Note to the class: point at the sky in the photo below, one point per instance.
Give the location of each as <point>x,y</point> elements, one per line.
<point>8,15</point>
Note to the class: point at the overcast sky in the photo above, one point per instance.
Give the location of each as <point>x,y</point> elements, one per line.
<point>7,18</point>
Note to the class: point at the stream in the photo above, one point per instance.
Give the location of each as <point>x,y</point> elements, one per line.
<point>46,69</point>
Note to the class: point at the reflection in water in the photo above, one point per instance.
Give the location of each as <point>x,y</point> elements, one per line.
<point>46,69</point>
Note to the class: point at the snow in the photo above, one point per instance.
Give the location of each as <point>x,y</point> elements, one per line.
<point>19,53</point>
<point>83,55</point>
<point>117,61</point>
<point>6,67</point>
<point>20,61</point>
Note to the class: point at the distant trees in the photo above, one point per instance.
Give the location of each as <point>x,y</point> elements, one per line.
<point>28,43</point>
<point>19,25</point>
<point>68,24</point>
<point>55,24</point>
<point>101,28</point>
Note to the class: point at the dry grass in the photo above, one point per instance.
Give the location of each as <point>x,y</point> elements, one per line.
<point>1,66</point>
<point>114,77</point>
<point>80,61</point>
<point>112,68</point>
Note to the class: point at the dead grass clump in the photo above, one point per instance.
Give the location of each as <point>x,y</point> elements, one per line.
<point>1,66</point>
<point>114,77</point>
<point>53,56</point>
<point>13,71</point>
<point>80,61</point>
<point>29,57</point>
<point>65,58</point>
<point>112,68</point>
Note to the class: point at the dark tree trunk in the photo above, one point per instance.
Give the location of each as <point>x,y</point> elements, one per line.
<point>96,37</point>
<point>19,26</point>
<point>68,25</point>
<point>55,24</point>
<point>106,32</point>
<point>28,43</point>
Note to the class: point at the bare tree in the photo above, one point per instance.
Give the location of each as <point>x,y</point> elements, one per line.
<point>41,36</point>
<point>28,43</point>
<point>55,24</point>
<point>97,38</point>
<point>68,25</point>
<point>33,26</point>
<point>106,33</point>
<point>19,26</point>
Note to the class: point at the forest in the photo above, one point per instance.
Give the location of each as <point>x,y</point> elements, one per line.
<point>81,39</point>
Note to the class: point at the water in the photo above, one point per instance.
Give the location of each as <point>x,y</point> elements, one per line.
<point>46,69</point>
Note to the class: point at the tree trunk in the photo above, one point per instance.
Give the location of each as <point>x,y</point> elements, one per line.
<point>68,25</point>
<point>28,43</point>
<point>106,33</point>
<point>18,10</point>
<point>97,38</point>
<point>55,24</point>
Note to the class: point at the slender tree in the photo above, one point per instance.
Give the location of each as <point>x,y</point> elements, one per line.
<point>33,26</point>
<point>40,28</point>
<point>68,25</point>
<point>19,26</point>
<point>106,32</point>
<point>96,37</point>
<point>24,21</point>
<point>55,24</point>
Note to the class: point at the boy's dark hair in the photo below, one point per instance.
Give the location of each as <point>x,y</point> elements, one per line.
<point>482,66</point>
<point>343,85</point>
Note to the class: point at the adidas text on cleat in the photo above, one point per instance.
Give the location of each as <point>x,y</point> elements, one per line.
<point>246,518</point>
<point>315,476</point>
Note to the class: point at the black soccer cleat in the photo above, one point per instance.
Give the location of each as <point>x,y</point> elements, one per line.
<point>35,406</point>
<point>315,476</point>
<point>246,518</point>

*Exercise description:* All of the entries must be quoted exactly; please include each one.

*Exercise answer:*
Note to the class: point at the sky in the photo below, one point per instance.
Give the location of each as <point>x,y</point> elements, one per line.
<point>8,15</point>
Note to the class: point at the overcast sky in the photo above, one point per instance.
Give the location of each as <point>x,y</point> elements, one per line.
<point>7,18</point>
Note to the class: point at the stream in the photo above, one point per instance.
Give the location of each as <point>x,y</point> elements, one per line.
<point>46,69</point>
Note to the class: point at the reflection in water in the photo above, one point per instance.
Give the location of each as <point>x,y</point> elements, one per line.
<point>46,69</point>
Note to the class: point at the snow in the photo above, one point per instance.
Give the location of each as <point>x,y</point> elements, one per line.
<point>19,53</point>
<point>83,55</point>
<point>117,61</point>
<point>6,67</point>
<point>20,61</point>
Note to the class: point at the distant trees in the photo above, one point per instance.
Give the location of each as <point>x,y</point> elements, one per line.
<point>28,43</point>
<point>19,25</point>
<point>68,24</point>
<point>55,24</point>
<point>101,28</point>
Note to the class: point at the dry grass in the photo above, one point per instance.
Give the location of each as <point>x,y</point> elements, one per line.
<point>1,66</point>
<point>114,77</point>
<point>80,61</point>
<point>112,68</point>
Note to the class: point at the dead grass clump in the photo above, one point per instance.
Give the location of each as <point>x,y</point> elements, one per line.
<point>1,66</point>
<point>114,77</point>
<point>53,56</point>
<point>13,71</point>
<point>80,61</point>
<point>29,57</point>
<point>65,58</point>
<point>112,68</point>
Note to the class: point at the dark tree trunk in the photo above, one point per instance.
Give the location of each as <point>x,y</point> elements, one per line.
<point>96,37</point>
<point>19,26</point>
<point>68,25</point>
<point>55,24</point>
<point>106,32</point>
<point>28,43</point>
Note to the class: point at the bare tree in the photo above, one point per instance.
Give the location of each as <point>x,y</point> elements, one per line.
<point>41,36</point>
<point>28,43</point>
<point>55,24</point>
<point>97,38</point>
<point>68,25</point>
<point>33,26</point>
<point>106,33</point>
<point>19,26</point>
Note to the class: point at the forest in the photo above, one point per instance.
Give the location of each as <point>x,y</point> elements, one per line.
<point>81,39</point>
Note to the class: point at the water in the photo above, one point per instance.
Give the location of each as <point>x,y</point> elements, one per line.
<point>46,69</point>
Note to the class: point at the tree trunk in the photo above, one point per instance.
Give the location of each as <point>x,y</point> elements, one per line.
<point>68,25</point>
<point>28,43</point>
<point>106,33</point>
<point>18,10</point>
<point>97,38</point>
<point>55,24</point>
Note to the class: point at the slender tree in the photo above, one point per instance.
Give the location of each as <point>x,y</point> elements, one per line.
<point>33,26</point>
<point>40,28</point>
<point>68,25</point>
<point>19,26</point>
<point>106,32</point>
<point>96,37</point>
<point>24,21</point>
<point>55,24</point>
Note to the class: point at the boy's dark hair in the photo below, one point per instance.
Give the location of each as <point>x,y</point> elements, one per line.
<point>482,66</point>
<point>343,85</point>
Note to the class: point at the adidas text on cleat in the photo above, one point per instance.
Give the location of each as <point>x,y</point> elements, one per line.
<point>246,518</point>
<point>315,476</point>
Note to the class: point at the black soccer cleat in the photo above, one point per instance.
Give the location of each as <point>x,y</point> elements, one per line.
<point>35,406</point>
<point>315,476</point>
<point>246,518</point>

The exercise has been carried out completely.